## Exercise directions
Produce an exact copy of the lines from the line containing "Check that each instance of the tree" through the last line of the entries below, and only those lines.

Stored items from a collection
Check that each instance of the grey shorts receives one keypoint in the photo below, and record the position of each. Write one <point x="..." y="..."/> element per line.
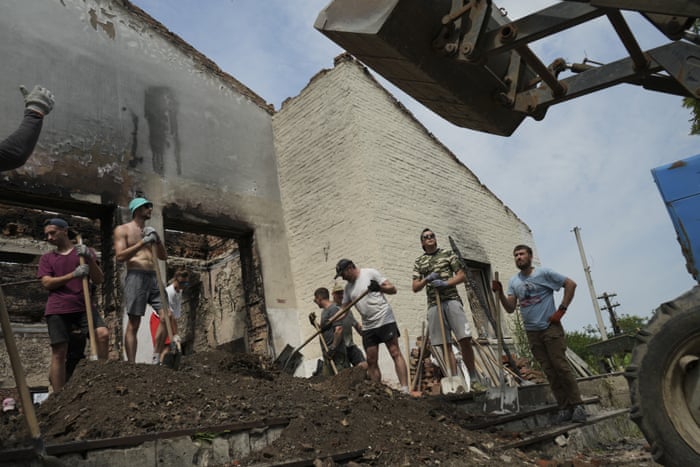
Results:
<point x="455" y="319"/>
<point x="61" y="326"/>
<point x="141" y="289"/>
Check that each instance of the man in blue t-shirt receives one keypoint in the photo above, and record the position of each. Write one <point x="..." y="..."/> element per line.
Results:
<point x="534" y="289"/>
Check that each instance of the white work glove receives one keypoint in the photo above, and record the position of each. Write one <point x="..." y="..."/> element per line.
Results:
<point x="81" y="271"/>
<point x="40" y="100"/>
<point x="432" y="276"/>
<point x="150" y="235"/>
<point x="82" y="250"/>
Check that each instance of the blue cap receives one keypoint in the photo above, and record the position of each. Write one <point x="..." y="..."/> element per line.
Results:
<point x="58" y="222"/>
<point x="136" y="203"/>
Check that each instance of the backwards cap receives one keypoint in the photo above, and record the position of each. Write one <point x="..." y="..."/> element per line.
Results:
<point x="136" y="203"/>
<point x="340" y="267"/>
<point x="57" y="221"/>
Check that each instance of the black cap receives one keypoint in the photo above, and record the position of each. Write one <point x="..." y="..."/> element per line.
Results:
<point x="57" y="221"/>
<point x="340" y="267"/>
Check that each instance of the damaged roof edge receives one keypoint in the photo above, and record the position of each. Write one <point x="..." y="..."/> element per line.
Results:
<point x="197" y="55"/>
<point x="347" y="57"/>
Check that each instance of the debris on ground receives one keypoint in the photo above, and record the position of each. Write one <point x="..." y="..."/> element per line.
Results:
<point x="328" y="415"/>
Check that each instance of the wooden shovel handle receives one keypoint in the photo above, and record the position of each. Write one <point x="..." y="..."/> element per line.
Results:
<point x="445" y="345"/>
<point x="334" y="318"/>
<point x="165" y="307"/>
<point x="325" y="348"/>
<point x="88" y="307"/>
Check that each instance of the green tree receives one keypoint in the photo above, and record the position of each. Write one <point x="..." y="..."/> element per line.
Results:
<point x="694" y="105"/>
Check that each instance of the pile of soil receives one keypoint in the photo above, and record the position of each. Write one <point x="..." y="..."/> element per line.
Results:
<point x="328" y="415"/>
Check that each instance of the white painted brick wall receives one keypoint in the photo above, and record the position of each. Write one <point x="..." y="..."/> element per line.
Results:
<point x="360" y="178"/>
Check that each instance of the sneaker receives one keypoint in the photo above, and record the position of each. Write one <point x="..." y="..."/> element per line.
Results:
<point x="579" y="414"/>
<point x="478" y="387"/>
<point x="565" y="415"/>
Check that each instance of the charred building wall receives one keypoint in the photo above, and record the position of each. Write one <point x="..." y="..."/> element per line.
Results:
<point x="140" y="112"/>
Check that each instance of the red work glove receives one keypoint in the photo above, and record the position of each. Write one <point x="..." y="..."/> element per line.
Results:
<point x="558" y="315"/>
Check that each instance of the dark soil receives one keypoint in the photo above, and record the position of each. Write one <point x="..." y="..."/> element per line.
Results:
<point x="328" y="415"/>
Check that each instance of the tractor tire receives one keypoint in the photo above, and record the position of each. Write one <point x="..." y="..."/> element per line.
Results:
<point x="663" y="377"/>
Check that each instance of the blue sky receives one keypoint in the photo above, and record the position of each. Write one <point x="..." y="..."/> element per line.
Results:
<point x="587" y="164"/>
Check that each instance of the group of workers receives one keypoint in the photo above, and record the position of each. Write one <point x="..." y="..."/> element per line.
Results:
<point x="63" y="270"/>
<point x="68" y="270"/>
<point x="439" y="272"/>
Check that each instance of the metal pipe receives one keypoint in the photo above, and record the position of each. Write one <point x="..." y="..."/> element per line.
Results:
<point x="587" y="270"/>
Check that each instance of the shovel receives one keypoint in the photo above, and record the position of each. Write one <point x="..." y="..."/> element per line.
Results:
<point x="415" y="384"/>
<point x="504" y="399"/>
<point x="24" y="394"/>
<point x="172" y="358"/>
<point x="450" y="384"/>
<point x="312" y="320"/>
<point x="339" y="315"/>
<point x="88" y="308"/>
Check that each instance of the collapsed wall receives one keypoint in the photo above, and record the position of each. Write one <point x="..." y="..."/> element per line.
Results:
<point x="140" y="112"/>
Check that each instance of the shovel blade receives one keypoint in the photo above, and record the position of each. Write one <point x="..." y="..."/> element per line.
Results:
<point x="453" y="385"/>
<point x="503" y="400"/>
<point x="172" y="359"/>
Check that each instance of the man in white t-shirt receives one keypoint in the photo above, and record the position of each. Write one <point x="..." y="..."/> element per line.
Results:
<point x="174" y="292"/>
<point x="378" y="322"/>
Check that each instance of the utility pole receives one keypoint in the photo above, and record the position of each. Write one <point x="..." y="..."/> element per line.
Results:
<point x="587" y="270"/>
<point x="610" y="307"/>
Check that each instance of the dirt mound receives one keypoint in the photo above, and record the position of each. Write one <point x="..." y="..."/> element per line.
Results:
<point x="328" y="415"/>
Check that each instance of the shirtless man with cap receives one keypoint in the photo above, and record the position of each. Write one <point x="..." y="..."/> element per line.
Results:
<point x="134" y="243"/>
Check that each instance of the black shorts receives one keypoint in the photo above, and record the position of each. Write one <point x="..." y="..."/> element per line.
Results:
<point x="355" y="355"/>
<point x="61" y="326"/>
<point x="382" y="334"/>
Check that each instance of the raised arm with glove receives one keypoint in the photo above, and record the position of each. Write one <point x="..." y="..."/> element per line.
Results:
<point x="16" y="148"/>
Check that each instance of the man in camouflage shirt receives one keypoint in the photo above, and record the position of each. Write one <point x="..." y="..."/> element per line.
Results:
<point x="441" y="270"/>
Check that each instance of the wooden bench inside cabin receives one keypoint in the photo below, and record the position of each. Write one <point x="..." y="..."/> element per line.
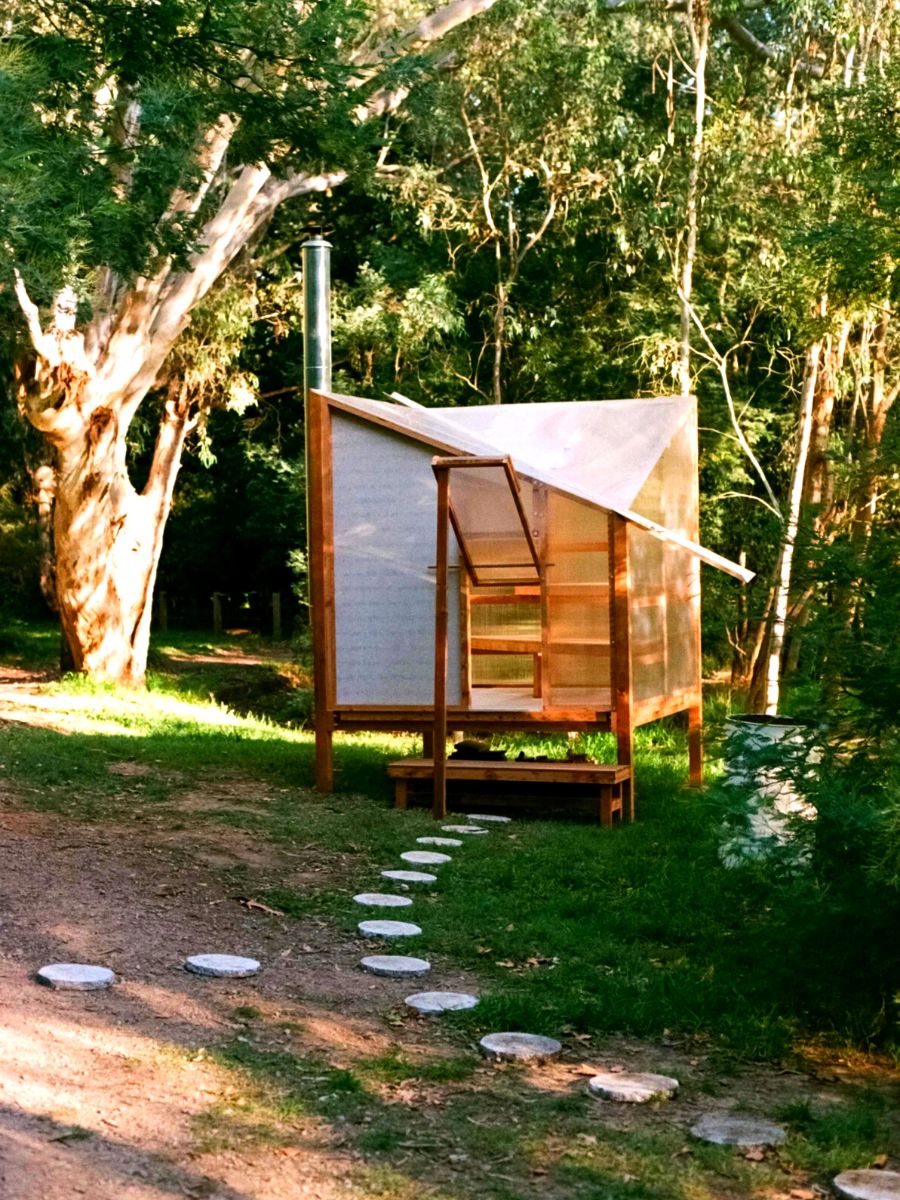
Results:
<point x="612" y="783"/>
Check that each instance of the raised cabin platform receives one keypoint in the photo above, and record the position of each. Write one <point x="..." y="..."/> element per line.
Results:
<point x="612" y="783"/>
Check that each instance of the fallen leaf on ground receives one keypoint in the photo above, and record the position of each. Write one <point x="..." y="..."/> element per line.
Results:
<point x="72" y="1135"/>
<point x="250" y="903"/>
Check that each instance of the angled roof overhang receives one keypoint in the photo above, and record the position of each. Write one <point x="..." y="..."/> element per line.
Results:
<point x="568" y="438"/>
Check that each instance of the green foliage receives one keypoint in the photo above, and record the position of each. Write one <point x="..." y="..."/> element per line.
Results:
<point x="64" y="205"/>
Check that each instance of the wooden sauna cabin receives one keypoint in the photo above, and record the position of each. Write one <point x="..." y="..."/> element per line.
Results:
<point x="523" y="567"/>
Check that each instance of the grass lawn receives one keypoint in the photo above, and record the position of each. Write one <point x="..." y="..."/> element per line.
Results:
<point x="571" y="930"/>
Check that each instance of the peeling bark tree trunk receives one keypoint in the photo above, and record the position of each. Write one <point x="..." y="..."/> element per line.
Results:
<point x="108" y="544"/>
<point x="43" y="480"/>
<point x="82" y="390"/>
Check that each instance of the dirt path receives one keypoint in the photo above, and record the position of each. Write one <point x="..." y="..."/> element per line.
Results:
<point x="171" y="1085"/>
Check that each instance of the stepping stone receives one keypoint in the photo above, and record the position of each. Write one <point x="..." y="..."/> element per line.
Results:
<point x="382" y="900"/>
<point x="519" y="1047"/>
<point x="75" y="977"/>
<point x="425" y="858"/>
<point x="221" y="966"/>
<point x="388" y="929"/>
<point x="441" y="1001"/>
<point x="409" y="876"/>
<point x="868" y="1185"/>
<point x="394" y="966"/>
<point x="633" y="1087"/>
<point x="738" y="1131"/>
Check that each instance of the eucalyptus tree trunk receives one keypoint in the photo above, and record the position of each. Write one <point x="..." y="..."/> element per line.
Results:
<point x="785" y="563"/>
<point x="699" y="28"/>
<point x="83" y="388"/>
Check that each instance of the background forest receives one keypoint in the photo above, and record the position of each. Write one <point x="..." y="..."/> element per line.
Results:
<point x="561" y="199"/>
<point x="576" y="201"/>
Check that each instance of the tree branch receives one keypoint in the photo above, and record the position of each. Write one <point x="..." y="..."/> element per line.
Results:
<point x="766" y="53"/>
<point x="33" y="317"/>
<point x="721" y="363"/>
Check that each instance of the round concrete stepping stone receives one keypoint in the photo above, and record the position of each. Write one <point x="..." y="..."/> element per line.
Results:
<point x="519" y="1047"/>
<point x="382" y="900"/>
<point x="388" y="929"/>
<point x="221" y="966"/>
<point x="633" y="1087"/>
<point x="726" y="1131"/>
<point x="868" y="1185"/>
<point x="394" y="966"/>
<point x="75" y="977"/>
<point x="441" y="1001"/>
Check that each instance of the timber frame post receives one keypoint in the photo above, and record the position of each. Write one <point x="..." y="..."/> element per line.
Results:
<point x="695" y="712"/>
<point x="621" y="629"/>
<point x="322" y="585"/>
<point x="442" y="475"/>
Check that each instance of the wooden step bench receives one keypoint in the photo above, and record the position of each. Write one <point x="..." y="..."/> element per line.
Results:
<point x="613" y="783"/>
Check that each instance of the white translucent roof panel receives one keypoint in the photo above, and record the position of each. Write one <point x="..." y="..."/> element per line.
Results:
<point x="447" y="430"/>
<point x="601" y="448"/>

## Written solution
Check that each instance of the tree branch receives one keypoint in the photo above, and record the position of each. Write one <point x="..." y="..."/> element per line.
Results:
<point x="766" y="53"/>
<point x="33" y="317"/>
<point x="721" y="363"/>
Check that each instance of the round concrete stepping stone receives one keypoint in the photo above, and record the position of each. Write one <point x="..." y="..."/> element per line.
Results:
<point x="519" y="1047"/>
<point x="382" y="900"/>
<point x="388" y="929"/>
<point x="221" y="966"/>
<point x="633" y="1087"/>
<point x="726" y="1131"/>
<point x="868" y="1185"/>
<point x="394" y="966"/>
<point x="75" y="977"/>
<point x="441" y="1001"/>
Check that each instance of the timber frame post receives one keypoint in the photo above, and record the position of each. Write one <point x="..." y="..."/> element per line.
Results:
<point x="695" y="712"/>
<point x="621" y="629"/>
<point x="322" y="585"/>
<point x="442" y="475"/>
Check that each instance of the wooden step bench receives one keypoint in the photo above, and record the position of each. Write one <point x="..." y="..."/> element per line.
Results:
<point x="613" y="783"/>
Check that each instance of the white translucent roof panel receives one keypoint in the photo above, and record the position of each. Write one <point x="..." y="..."/> element per line.
Results:
<point x="447" y="430"/>
<point x="601" y="448"/>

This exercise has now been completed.